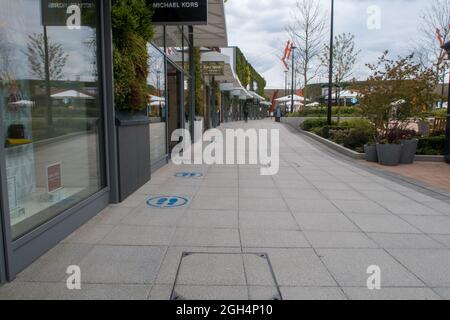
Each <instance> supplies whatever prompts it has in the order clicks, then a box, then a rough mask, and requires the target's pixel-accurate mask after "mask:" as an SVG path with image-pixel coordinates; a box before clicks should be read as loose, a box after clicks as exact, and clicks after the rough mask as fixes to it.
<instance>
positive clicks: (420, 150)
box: [417, 136, 446, 155]
mask: <svg viewBox="0 0 450 320" xmlns="http://www.w3.org/2000/svg"><path fill="white" fill-rule="evenodd" d="M445 140H446V137H445V136H437V137H423V138H419V146H418V148H417V154H418V155H443V154H444V147H445Z"/></svg>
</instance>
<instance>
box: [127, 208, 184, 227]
mask: <svg viewBox="0 0 450 320" xmlns="http://www.w3.org/2000/svg"><path fill="white" fill-rule="evenodd" d="M184 213H185V209H180V210H178V209H170V210H167V209H154V208H148V207H147V208H138V209H136V210H134V211H133V212H132V213H131V214H129V215H128V216H127V217H125V218H124V219H123V220H122V221H121V223H120V224H121V225H129V226H155V227H176V226H177V224H178V221H179V220H180V219H181V217H183V215H184Z"/></svg>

————————

* _Aim of the exercise_
Every entry, exactly as written: transcribe it, passing over any pictures.

* _Written response_
Each <instance> supplies whatever prompts it has in the order clicks, then a box, then a rough mask, and requires the target's pixel-accurate mask after "mask:" as an SVG path with image-pixel coordinates; a box before clicks should be read as loose, a box after clicks as exact, and clicks after the rough mask as fixes to it.
<instance>
positive clicks: (420, 150)
box: [417, 136, 446, 155]
mask: <svg viewBox="0 0 450 320" xmlns="http://www.w3.org/2000/svg"><path fill="white" fill-rule="evenodd" d="M445 140H446V137H445V136H437V137H423V138H419V146H418V148H417V154H418V155H443V154H444V147H445Z"/></svg>
</instance>
<instance>
box: [127, 208, 184, 227]
mask: <svg viewBox="0 0 450 320" xmlns="http://www.w3.org/2000/svg"><path fill="white" fill-rule="evenodd" d="M184 213H185V209H180V210H178V209H170V210H167V209H154V208H148V207H147V208H138V209H136V210H134V211H133V212H132V213H131V214H129V215H128V216H127V217H125V218H124V219H123V220H122V221H121V223H120V224H121V225H129V226H155V227H176V226H177V224H178V221H179V220H180V219H181V217H183V215H184Z"/></svg>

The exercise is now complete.